Top of DATA PROVIDED
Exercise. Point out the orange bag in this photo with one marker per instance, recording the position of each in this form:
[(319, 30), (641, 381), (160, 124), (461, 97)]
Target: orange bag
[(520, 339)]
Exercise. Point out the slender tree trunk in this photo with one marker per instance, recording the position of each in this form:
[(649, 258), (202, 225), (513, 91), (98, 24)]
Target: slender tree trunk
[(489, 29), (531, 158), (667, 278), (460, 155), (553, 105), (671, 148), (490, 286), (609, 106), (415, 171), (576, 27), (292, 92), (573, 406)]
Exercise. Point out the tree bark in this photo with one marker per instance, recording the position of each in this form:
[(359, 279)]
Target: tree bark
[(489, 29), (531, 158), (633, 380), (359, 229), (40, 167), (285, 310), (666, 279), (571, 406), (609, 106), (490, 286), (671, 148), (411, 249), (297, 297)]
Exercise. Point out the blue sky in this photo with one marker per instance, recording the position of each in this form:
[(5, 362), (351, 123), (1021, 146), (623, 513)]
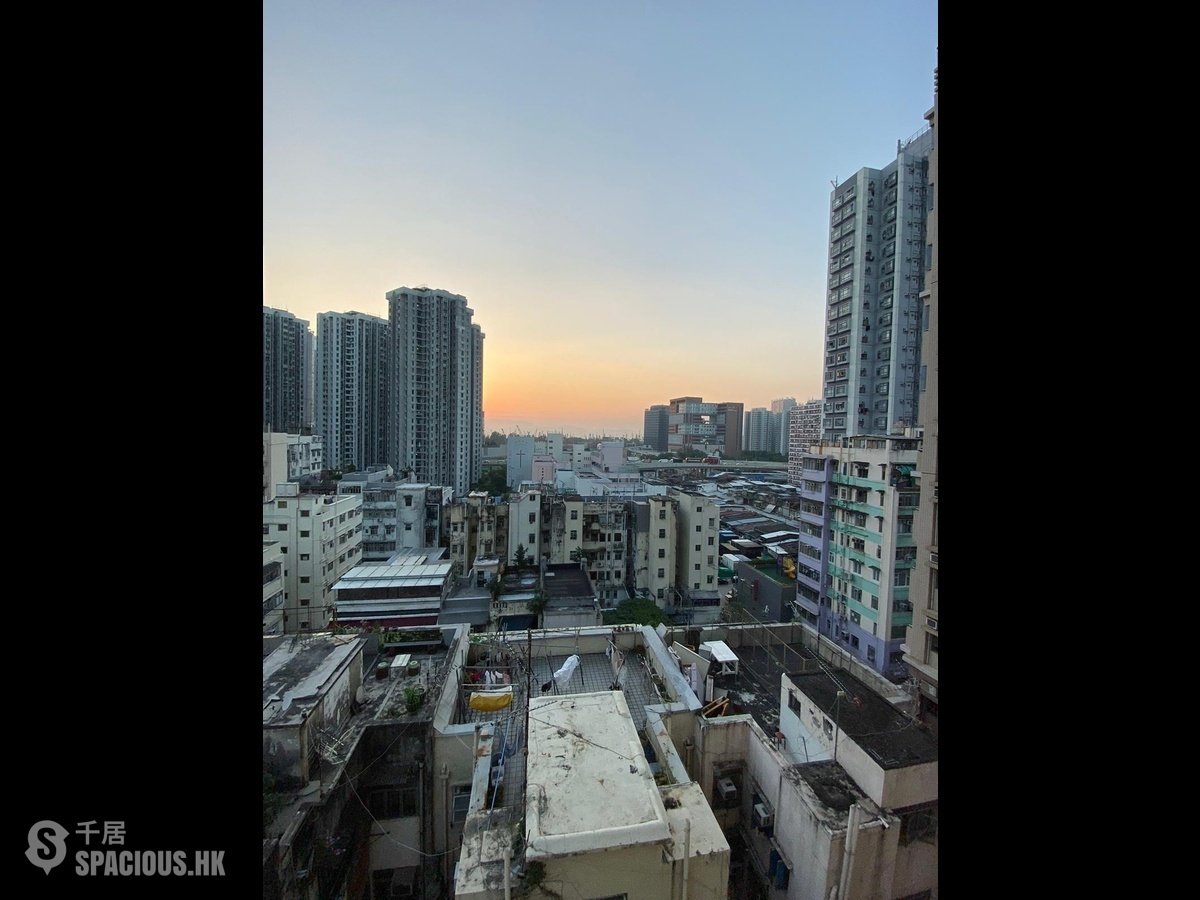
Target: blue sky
[(634, 196)]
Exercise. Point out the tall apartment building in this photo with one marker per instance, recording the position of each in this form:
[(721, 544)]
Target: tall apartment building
[(695, 426), (352, 388), (519, 451), (871, 550), (921, 643), (697, 547), (876, 275), (813, 550), (760, 431), (436, 433), (803, 431), (654, 429), (287, 372), (319, 538), (273, 588), (783, 412)]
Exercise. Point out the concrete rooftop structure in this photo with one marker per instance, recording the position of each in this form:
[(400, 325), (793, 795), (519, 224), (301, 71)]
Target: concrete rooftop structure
[(298, 670), (585, 750)]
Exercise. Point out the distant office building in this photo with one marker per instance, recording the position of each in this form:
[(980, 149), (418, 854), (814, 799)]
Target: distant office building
[(921, 643), (876, 275), (287, 372), (654, 431), (520, 459), (781, 411), (544, 468), (436, 433), (695, 426), (352, 388), (760, 431)]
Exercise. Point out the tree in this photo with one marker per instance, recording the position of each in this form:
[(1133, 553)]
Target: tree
[(635, 611), (521, 558)]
Bottom of DATA PROVIDED
## TASK DETAILS
What lines above hold the word "with"? Pull each one out.

## RESULT OF THIS TASK
Exercise. Point out the orange bag in this photo with one marker per instance, recording the position of each in this form:
Exercise. Point out the slender tree trunk in this photo with one marker per instance, recording the position of each in this form:
Exercise. Point out the tree bark in this photo with one marker per instance, recording the position of each in this form:
Exercise. Point out the blue sky in this photo with one marker per instance, recording the position of each in this form:
Exercise. Point out the tall apartment building in this photo with one marker per instance, recording the position of each in this form:
Exercise. Point out the concrete rooftop structure in this photo with one marker per instance, recording the position of each in this form:
Exercise. Point out the distant office building in this photo with one marker per instance, recording the position of each in this form:
Exercise. Point out the tree in this photo with one marker per instance, recording the position of each in this form:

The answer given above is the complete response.